(MATERIAL SUPPLIED)
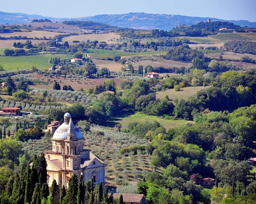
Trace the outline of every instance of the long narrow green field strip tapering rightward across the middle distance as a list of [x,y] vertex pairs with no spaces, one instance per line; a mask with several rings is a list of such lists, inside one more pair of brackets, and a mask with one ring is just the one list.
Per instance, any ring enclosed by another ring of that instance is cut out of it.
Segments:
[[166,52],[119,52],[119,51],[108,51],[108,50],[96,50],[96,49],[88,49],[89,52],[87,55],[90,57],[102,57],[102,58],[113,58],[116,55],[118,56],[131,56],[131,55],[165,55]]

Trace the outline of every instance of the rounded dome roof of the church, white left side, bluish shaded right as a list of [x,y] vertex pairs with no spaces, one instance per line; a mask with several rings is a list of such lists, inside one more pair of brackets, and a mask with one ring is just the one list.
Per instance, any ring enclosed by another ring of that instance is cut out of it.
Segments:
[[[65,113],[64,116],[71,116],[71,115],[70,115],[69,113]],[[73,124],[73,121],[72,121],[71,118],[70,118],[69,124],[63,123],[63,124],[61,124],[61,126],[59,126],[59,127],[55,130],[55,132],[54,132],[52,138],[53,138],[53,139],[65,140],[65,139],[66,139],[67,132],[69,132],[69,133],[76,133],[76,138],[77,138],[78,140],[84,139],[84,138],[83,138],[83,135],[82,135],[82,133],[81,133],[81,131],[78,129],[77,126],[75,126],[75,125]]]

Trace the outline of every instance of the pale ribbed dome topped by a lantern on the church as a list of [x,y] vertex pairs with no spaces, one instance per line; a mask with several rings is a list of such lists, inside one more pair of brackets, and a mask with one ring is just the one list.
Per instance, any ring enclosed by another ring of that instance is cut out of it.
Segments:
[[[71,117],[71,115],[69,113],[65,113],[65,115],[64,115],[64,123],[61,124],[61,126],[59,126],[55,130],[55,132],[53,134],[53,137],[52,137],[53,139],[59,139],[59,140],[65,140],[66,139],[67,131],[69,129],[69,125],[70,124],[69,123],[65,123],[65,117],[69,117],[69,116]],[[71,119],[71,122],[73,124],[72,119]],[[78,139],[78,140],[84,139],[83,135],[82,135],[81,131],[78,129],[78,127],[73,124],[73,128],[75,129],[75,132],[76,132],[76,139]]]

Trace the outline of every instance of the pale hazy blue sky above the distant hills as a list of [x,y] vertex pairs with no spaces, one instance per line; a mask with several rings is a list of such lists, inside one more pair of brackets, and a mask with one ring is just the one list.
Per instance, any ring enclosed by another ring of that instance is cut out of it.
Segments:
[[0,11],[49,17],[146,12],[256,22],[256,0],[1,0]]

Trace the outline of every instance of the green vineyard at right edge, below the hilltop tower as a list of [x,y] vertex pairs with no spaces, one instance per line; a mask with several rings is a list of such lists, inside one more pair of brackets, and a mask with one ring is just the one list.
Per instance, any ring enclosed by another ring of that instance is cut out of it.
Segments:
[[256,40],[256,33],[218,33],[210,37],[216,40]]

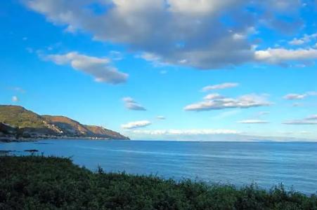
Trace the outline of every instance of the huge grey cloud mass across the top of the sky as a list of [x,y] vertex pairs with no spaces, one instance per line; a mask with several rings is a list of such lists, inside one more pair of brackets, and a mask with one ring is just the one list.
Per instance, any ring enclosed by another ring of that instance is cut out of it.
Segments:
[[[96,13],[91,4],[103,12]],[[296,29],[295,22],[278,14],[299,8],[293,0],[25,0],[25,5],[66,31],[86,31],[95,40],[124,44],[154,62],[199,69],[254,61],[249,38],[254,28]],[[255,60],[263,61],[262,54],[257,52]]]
(End MATERIAL SUPPLIED)
(MATERIAL SUPPLIED)
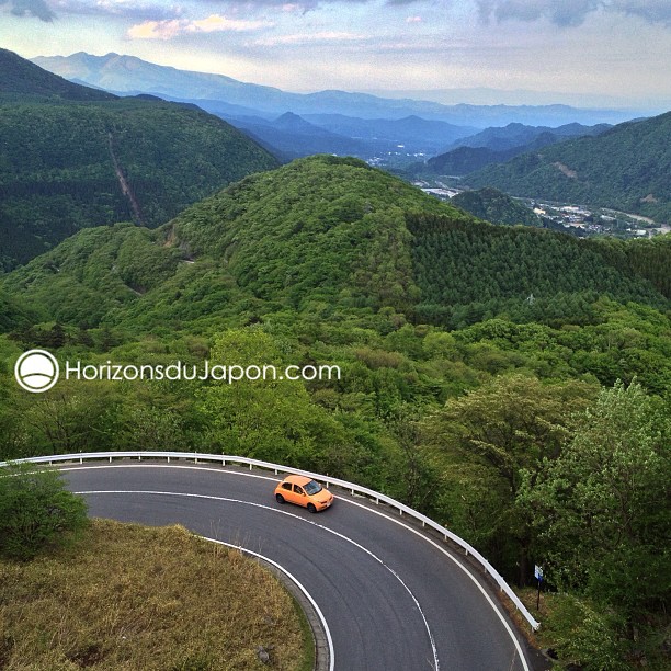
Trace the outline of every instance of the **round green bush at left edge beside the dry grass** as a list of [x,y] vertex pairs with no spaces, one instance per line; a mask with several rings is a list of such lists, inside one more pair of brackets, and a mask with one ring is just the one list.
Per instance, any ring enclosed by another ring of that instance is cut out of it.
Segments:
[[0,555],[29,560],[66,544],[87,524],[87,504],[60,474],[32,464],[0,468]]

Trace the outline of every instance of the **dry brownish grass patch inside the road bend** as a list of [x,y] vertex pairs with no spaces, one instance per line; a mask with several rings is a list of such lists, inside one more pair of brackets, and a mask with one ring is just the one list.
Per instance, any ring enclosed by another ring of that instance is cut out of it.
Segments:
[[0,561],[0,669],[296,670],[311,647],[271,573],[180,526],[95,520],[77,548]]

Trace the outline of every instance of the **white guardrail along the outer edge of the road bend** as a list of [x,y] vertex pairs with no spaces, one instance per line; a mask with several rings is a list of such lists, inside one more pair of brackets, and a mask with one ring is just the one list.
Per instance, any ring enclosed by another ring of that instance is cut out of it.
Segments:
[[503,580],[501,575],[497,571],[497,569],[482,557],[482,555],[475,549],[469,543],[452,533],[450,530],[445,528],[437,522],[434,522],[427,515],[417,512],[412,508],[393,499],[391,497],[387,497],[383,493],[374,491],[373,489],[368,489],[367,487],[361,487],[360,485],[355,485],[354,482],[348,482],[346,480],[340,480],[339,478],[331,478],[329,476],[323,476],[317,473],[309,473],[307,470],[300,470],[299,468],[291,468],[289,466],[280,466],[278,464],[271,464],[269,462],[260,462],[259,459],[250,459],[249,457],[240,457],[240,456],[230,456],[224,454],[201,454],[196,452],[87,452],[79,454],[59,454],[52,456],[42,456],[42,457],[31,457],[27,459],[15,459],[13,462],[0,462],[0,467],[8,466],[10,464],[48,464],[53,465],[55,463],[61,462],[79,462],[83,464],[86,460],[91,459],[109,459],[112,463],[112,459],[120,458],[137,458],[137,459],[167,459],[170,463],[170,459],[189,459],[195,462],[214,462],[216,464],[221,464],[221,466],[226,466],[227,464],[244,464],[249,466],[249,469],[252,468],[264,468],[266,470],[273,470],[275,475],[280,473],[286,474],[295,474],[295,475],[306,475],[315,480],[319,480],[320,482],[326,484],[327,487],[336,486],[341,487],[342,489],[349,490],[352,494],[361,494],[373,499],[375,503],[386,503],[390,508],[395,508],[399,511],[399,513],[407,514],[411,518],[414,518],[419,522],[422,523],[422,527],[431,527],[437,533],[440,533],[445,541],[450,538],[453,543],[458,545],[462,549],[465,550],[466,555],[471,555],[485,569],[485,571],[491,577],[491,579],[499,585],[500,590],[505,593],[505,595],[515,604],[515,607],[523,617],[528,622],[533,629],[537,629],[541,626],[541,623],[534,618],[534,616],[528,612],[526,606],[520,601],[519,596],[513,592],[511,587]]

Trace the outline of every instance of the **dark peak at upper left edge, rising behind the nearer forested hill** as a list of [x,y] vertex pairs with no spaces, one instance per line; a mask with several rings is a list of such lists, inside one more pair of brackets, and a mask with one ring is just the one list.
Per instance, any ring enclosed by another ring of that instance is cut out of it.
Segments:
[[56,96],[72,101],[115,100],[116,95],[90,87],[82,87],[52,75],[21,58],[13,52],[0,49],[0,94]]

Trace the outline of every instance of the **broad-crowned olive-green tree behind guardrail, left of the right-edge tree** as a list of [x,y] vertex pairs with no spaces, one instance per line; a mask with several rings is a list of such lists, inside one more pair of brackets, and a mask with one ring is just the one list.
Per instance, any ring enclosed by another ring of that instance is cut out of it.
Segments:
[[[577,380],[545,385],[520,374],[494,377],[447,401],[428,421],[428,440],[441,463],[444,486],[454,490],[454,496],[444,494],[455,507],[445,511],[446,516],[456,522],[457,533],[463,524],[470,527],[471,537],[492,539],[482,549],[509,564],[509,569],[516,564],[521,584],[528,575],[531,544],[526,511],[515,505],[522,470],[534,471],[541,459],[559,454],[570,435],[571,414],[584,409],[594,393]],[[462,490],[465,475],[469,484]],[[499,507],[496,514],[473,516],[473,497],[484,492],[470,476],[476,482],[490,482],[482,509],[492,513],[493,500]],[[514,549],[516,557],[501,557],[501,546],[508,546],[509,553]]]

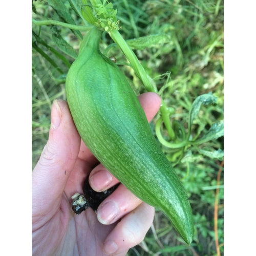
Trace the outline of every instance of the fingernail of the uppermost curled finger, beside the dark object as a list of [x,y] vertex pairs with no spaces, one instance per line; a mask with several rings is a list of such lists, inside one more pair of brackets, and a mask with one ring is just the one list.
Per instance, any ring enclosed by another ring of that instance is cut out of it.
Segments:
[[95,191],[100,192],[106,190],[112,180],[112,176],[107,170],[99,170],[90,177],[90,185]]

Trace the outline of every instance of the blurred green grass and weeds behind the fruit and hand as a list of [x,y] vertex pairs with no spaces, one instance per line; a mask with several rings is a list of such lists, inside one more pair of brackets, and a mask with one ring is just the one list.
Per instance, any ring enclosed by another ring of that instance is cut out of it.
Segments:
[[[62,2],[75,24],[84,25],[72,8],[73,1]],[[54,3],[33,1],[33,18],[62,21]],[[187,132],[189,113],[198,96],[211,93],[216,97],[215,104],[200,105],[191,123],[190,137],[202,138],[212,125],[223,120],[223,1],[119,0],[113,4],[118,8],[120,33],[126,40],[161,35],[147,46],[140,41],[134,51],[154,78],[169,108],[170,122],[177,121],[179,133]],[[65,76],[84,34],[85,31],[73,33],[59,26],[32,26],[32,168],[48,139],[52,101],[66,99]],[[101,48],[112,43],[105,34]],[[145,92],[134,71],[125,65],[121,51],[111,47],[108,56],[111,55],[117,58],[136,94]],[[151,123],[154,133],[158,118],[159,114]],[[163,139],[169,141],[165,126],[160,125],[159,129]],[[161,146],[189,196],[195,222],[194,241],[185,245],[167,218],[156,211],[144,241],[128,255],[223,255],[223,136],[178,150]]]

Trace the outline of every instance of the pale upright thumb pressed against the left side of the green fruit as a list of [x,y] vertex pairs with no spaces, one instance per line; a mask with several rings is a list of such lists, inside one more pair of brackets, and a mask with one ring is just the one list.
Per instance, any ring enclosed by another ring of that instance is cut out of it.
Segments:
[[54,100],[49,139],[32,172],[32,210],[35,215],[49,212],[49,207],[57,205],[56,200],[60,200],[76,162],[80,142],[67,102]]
(End MATERIAL SUPPLIED)
(MATERIAL SUPPLIED)
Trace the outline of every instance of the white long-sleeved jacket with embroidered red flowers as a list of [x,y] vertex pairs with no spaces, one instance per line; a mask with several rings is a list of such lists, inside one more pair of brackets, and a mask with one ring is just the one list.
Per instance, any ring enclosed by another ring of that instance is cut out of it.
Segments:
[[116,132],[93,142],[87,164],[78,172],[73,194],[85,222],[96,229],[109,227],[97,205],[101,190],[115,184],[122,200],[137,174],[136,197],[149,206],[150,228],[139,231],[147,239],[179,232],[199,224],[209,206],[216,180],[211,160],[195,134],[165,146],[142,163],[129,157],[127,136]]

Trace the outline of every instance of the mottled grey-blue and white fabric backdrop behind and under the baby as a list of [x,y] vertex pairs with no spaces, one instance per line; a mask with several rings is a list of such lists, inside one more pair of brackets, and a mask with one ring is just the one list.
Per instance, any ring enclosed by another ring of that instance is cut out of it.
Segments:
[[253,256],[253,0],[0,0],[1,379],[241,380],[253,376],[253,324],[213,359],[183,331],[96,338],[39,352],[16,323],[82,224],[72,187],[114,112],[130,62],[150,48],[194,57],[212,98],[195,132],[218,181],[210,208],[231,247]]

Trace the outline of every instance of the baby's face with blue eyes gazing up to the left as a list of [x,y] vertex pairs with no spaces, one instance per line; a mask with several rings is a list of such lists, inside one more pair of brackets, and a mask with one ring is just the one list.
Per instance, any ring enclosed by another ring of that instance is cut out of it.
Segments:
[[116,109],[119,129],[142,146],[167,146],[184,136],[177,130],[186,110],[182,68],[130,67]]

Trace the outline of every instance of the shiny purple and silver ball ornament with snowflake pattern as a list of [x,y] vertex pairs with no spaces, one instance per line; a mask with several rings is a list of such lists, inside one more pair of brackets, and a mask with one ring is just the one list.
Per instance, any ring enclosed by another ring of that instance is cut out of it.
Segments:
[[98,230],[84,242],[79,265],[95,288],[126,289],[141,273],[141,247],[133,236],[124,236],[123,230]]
(End MATERIAL SUPPLIED)
| ASSIGNMENT |
Each line that holds the string "dark" is to be copied from the entries above.

| SOLUTION |
Trace the outline of every instance of the **dark peak at upper left edge, rising behind the nearer forested hill** as a list of [x,y] vertex pairs with no spaces, one instance per line; a mask with several rings is a list of such lists, inside one more pair of brackets, and a mask with one ring is just the one list.
Trace the outline of every instance of the fingernail of the uppermost curled finger, beside the dark object as a list of [x,y] vertex pairs with no spaces, one instance per line; a mask with several rings is a list of such lists, inside one more pair of brackets, and a mask with one ring is just the one list.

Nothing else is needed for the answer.